▶ What is needed: Reproduce the listing below in its entirety. Change nothing.

-=-=-=-=-

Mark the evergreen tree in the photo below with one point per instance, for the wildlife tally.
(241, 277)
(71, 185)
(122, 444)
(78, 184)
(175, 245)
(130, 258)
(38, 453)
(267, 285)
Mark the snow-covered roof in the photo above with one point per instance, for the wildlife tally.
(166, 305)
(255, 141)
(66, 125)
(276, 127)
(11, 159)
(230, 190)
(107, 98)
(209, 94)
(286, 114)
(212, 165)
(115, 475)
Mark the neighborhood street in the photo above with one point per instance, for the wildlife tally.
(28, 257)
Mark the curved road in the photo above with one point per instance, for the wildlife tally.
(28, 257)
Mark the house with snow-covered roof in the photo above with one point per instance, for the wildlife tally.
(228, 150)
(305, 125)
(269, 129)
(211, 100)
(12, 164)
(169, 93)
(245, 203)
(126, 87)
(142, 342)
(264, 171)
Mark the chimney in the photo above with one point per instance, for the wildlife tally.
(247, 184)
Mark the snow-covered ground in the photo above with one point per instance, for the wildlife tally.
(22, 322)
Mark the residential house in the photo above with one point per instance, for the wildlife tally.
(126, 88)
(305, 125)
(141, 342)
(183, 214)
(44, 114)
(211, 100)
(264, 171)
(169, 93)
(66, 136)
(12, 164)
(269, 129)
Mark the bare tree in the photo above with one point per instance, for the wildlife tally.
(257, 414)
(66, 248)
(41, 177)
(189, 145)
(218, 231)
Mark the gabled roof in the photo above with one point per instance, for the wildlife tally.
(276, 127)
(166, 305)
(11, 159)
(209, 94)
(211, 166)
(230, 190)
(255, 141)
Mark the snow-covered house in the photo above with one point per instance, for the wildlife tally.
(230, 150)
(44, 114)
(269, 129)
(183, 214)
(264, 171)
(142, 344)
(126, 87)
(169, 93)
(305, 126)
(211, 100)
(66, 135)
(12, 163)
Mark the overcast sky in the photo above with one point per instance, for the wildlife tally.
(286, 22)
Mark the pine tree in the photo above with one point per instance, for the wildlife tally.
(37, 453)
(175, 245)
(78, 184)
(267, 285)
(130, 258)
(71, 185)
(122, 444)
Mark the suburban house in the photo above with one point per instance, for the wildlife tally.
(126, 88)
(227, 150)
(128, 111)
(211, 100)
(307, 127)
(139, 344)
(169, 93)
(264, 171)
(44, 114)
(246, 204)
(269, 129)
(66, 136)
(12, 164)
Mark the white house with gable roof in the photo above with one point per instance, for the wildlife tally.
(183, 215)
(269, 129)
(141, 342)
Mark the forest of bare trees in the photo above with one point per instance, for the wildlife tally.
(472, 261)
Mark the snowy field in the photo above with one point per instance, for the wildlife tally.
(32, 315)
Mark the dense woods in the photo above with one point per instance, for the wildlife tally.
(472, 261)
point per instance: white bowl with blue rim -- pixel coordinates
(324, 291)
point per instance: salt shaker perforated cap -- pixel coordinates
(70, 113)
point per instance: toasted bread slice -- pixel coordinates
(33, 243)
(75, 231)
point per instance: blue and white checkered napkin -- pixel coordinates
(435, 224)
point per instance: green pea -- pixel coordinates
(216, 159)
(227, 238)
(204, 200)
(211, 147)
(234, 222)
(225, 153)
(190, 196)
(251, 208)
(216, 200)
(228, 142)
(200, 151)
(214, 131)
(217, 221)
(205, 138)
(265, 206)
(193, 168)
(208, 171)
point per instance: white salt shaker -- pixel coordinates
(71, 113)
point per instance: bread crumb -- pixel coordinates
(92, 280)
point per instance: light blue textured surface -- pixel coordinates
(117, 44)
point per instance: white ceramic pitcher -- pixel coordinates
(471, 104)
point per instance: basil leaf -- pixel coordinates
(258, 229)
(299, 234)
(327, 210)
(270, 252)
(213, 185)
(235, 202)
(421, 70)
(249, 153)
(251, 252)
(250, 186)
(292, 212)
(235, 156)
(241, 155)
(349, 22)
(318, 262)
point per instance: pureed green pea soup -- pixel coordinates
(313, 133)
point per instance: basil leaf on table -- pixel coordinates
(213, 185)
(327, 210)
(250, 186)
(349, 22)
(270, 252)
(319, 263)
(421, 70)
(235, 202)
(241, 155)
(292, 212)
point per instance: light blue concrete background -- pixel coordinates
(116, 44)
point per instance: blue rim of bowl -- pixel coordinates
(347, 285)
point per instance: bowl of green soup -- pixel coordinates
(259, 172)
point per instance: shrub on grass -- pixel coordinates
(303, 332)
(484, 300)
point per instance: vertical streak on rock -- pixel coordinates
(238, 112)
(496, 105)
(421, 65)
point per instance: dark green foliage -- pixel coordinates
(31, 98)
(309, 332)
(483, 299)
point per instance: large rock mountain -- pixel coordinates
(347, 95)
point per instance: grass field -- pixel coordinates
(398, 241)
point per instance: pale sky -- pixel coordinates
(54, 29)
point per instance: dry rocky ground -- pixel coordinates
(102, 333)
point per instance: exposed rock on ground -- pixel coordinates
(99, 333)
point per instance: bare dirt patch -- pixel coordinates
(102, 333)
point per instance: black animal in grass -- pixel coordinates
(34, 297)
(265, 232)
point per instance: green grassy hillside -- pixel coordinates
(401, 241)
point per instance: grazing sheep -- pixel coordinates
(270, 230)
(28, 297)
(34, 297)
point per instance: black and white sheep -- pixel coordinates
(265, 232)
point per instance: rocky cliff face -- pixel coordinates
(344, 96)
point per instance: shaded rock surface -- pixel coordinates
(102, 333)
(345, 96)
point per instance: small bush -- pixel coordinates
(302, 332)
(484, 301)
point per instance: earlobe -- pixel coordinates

-=-=-=-=-

▶ Response area:
Mark the evergreen tree in the photo below with one point per instance, for the wildlife tally.
(241, 277)
(71, 185)
(122, 444)
(78, 184)
(175, 245)
(130, 258)
(38, 453)
(267, 285)
Mark the snow-covered roof in the photo above with one point per instance, for the wildlife tally.
(166, 305)
(255, 141)
(66, 125)
(276, 127)
(11, 159)
(230, 190)
(107, 98)
(209, 94)
(286, 114)
(212, 165)
(115, 475)
Mark the neighborhood street in the photo above with one point per instance, for the wildlife tally.
(28, 257)
Mark the curved road in the photo above with one point per instance, for the wildlife tally.
(28, 257)
Mark the house with snow-covered roof in the photo above with one point per instance, for the wildlife tally.
(228, 150)
(305, 125)
(269, 129)
(211, 100)
(12, 164)
(169, 93)
(245, 203)
(126, 87)
(142, 342)
(264, 171)
Mark the chimney in the photo above with one point per instance, for the wildlife tally.
(247, 184)
Mark the snow-covered ground in the photo above with one point per instance, for the wildlife tally.
(22, 322)
Mark the residential house in the photo above with one point per instance, for the wildlife tally.
(126, 88)
(305, 125)
(141, 342)
(183, 214)
(44, 114)
(211, 100)
(264, 171)
(169, 93)
(66, 136)
(12, 164)
(269, 129)
Mark the bare tree in the photo above with one point per instance, for the wildlife tally.
(257, 414)
(66, 248)
(41, 177)
(189, 145)
(218, 231)
Mark the gabled roof in the photo above with one point per instance, for the wildlife tally.
(276, 127)
(166, 305)
(11, 159)
(209, 94)
(211, 166)
(230, 190)
(255, 141)
Mark the snow-covered house in the photo above with one point per instance, for the wildlife tally.
(230, 150)
(44, 114)
(269, 129)
(183, 214)
(264, 171)
(142, 344)
(126, 87)
(169, 93)
(305, 126)
(211, 100)
(66, 135)
(12, 163)
Mark the overcast sky in the photo above with one point per instance, for the wildlife tally.
(286, 22)
Mark the pine tree in the photo above with one point per instance, for the wildlife tally.
(37, 453)
(175, 245)
(78, 184)
(267, 285)
(130, 258)
(71, 185)
(122, 444)
Mark the suburban house in the photo above with one point per instance, for the wildlife tally.
(126, 88)
(227, 150)
(128, 111)
(211, 100)
(307, 127)
(139, 344)
(169, 93)
(264, 171)
(44, 114)
(246, 204)
(269, 129)
(66, 136)
(12, 164)
Mark the white house with gable roof in the photo above with one point per instance, for the wildlife tally.
(183, 215)
(269, 129)
(141, 342)
Mark the forest of bare trees in the photo above with one point per instance, for the wildlife tally.
(472, 261)
Mark the snowy field in the photo above with one point per instance, for the wildlife tally.
(32, 315)
Mark the dense woods in the photo above with one point per instance, for the wildlife tally.
(472, 261)
point per instance: white bowl with blue rim -- pixel coordinates
(324, 291)
point per instance: salt shaker perforated cap -- pixel coordinates
(70, 113)
point per instance: toasted bread slice -- pixel coordinates
(33, 243)
(75, 231)
point per instance: blue and white checkered napkin -- pixel coordinates
(435, 224)
point per instance: green pea -- pixel coordinates
(216, 159)
(227, 238)
(204, 200)
(211, 147)
(234, 222)
(225, 153)
(190, 196)
(251, 208)
(216, 200)
(228, 142)
(200, 151)
(214, 131)
(217, 221)
(205, 138)
(265, 206)
(193, 168)
(208, 171)
point per instance: white salt shaker -- pixel coordinates
(71, 113)
point per instance: bread crumb -- pixel coordinates
(92, 280)
point per instance: light blue textured surface -- pixel coordinates
(117, 44)
point per instance: white ceramic pitcher -- pixel coordinates
(471, 104)
point per instance: basil leaf -- pixel coordinates
(258, 229)
(299, 234)
(327, 210)
(270, 252)
(213, 185)
(235, 202)
(421, 70)
(249, 153)
(251, 252)
(250, 186)
(292, 212)
(235, 156)
(241, 155)
(349, 22)
(318, 262)
point per instance: pureed green pea soup -- pixel coordinates
(313, 133)
point per instance: basil leaf on table -- pixel coordinates
(213, 185)
(327, 210)
(250, 186)
(349, 22)
(270, 252)
(319, 263)
(421, 70)
(235, 202)
(241, 155)
(292, 212)
point per instance: light blue concrete background -- pixel coordinates
(116, 44)
point per instance: blue rim of bowl -- pixel coordinates
(347, 285)
point per instance: bowl of green soup -- pixel coordinates
(259, 172)
point per instance: shrub on grass -- pixel coordinates
(303, 332)
(484, 300)
point per instance: vertical streak on rock -- pixel coordinates
(238, 112)
(496, 105)
(421, 65)
point per instance: dark green foliage -- pixel coordinates
(31, 98)
(309, 332)
(483, 299)
point per instance: large rock mountain -- pixel coordinates
(347, 95)
point per instance: grass field -- pixel coordinates
(398, 241)
point per instance: pale sky -- pixel coordinates
(54, 29)
point per instance: dry rocky ground -- pixel coordinates
(102, 333)
point per instance: exposed rock on ground -- pixel coordinates
(99, 333)
point per instance: bare dirt patch -- pixel coordinates
(102, 333)
point per instance: black animal in grass -- pixel coordinates
(34, 297)
(265, 232)
point per instance: green grassy hillside -- pixel coordinates
(401, 241)
point per instance: grazing sheep -- pixel coordinates
(270, 230)
(28, 297)
(34, 297)
point per instance: black and white sheep -- pixel coordinates
(265, 232)
point per instance: rocky cliff face -- pixel coordinates
(344, 96)
point per instance: shaded rock surface -- pixel coordinates
(102, 333)
(345, 96)
point per instance: small bush -- pixel coordinates
(302, 332)
(484, 301)
point per instance: earlobe -- pixel coordinates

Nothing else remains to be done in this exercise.